Não tinha mais nenhum real na conta", lembra o biólogo paranaense Rodrigo Fernando Moro Rios, de 32 anos.
Graduado em ciências biológicas, mestre e doutor em zoologia pela Universidade Federal do Paraná (UFPR), ele estudou na Universidade de Illinois, nos EUA, e fez pós-doutorado na Universidade Durham, na Inglaterra, em 2015.
Ainda é pesquisador associado do Departamento de Antropologia da instituição inglesa, mas, desde que retornou ao Brasil, em 2016, o zoólogo trabalhou como garçom, barman, figurante de filmes, entregador de Uber Eats e se ofereceu para ser modelo nu em cursos de arte.
Rios não está sozinho. Assim como o biólogo, muitos jovens doutores brasileiros enfrentam dificuldades de inserção no mercado e vivem num limbo profissional.
"Sou forçado a uma série de atividades, de barman a professor de surfe, para muitas vezes conseguir menos que o equivalente a um salário mínimo por mês", diz o cientista.
Atualmente, o salário mínimo no país é R$ 954.
Investimento
Nascido em Cascavel, mas residente em Curitiba, Rios desenvolve estudos sobre primatas modernos.
O biólogo dedicou mais de dez anos à sua formação acadêmica, de 2003 a 2015, emendando pesquisas de iniciação científica, mestrado, doutorado e pós-doutorado, com bolsas do Conselho Nacional de Desenvolvimento Científico e Tecnológico (CNPq).
■ ■ ■
| TAREFA PROPOSTA A |
Responda às perguntas abaixo com base no texto sobre o biólogo Rodrigo Rios, uma resposta por linha.
(i) Em que ano Rios voltou ao Brasil?
(ii) Qual é o valor atual do salário mínimo no país, segundo o texto?
(iii) Em que cidade Rios nasceu?
O texto e as entradas vêm de fontes diferentes.

[Entradas de dados armazenadas]
■ ■ ■
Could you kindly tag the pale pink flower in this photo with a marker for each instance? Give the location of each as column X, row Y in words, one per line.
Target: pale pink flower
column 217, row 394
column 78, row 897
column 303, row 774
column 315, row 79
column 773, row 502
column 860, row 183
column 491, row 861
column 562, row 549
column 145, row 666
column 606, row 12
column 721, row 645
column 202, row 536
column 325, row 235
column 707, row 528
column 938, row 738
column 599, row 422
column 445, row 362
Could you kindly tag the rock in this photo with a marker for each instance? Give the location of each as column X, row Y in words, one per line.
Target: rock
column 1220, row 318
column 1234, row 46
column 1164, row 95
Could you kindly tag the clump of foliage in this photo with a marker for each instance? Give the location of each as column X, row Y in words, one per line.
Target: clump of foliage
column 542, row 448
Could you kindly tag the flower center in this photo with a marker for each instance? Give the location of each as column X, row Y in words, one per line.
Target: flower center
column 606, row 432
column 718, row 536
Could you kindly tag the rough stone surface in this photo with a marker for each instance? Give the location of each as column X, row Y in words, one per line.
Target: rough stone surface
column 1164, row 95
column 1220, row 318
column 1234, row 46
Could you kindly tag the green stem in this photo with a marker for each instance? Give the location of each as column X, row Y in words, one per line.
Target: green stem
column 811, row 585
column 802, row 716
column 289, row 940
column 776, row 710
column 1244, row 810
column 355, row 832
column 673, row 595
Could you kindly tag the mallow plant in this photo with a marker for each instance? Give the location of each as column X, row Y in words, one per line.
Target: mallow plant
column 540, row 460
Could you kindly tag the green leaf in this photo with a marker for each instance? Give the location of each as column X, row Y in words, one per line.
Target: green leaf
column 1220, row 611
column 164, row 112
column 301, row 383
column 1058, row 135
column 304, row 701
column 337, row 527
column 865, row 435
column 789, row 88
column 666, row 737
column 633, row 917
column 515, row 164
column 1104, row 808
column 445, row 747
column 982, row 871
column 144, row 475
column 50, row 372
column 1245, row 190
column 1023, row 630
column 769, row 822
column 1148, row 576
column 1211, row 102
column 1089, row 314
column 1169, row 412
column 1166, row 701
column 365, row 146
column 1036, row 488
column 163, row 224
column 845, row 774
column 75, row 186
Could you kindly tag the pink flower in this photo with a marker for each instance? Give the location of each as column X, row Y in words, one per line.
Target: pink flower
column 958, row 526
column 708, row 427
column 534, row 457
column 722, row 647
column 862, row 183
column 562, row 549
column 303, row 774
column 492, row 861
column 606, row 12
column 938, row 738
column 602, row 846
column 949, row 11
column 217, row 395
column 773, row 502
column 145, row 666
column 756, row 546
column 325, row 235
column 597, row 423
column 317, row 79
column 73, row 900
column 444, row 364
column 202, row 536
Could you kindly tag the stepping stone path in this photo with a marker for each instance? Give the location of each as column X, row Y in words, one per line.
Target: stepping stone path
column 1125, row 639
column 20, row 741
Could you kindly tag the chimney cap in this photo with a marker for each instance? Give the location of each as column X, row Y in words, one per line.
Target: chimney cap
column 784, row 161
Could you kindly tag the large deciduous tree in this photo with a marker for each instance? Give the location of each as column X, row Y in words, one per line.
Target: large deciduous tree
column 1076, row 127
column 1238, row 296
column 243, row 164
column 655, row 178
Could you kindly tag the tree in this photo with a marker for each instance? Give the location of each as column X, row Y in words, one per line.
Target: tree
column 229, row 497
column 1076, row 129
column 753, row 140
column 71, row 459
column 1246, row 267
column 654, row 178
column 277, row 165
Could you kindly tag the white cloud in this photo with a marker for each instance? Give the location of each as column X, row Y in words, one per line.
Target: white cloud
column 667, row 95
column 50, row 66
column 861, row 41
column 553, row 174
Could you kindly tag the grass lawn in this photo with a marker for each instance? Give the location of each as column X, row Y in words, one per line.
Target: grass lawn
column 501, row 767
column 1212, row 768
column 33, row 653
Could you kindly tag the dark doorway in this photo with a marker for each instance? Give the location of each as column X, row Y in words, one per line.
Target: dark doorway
■ ■ ■
| TAREFA PROPOSTA B |
Substitua "tag" por "label" nas entradas, da linha que contém "Could you kindly tag the chimney" até a linha que contém "column 277, row 165", e reescreva apenas essas linhas sem nenhuma outra alteração.

| RESPOSTA CORRETA A |
(i) Em 2016.
(ii) R$ 954.
(iii) Em Cascavel.

| RESPOSTA CORRETA B |
Could you kindly label the chimney cap in this photo with a marker for each instance? Give the location of each as column X, row Y in words, one per line.
Target: chimney cap
column 784, row 161
Could you kindly label the large deciduous tree in this photo with a marker for each instance? Give the location of each as column X, row Y in words, one per line.
Target: large deciduous tree
column 1076, row 127
column 1238, row 296
column 243, row 164
column 655, row 178
Could you kindly label the tree in this photo with a marker for each instance? Give the location of each as column X, row Y in words, one per line.
Target: tree
column 229, row 497
column 1076, row 129
column 753, row 140
column 71, row 459
column 1246, row 267
column 654, row 178
column 277, row 165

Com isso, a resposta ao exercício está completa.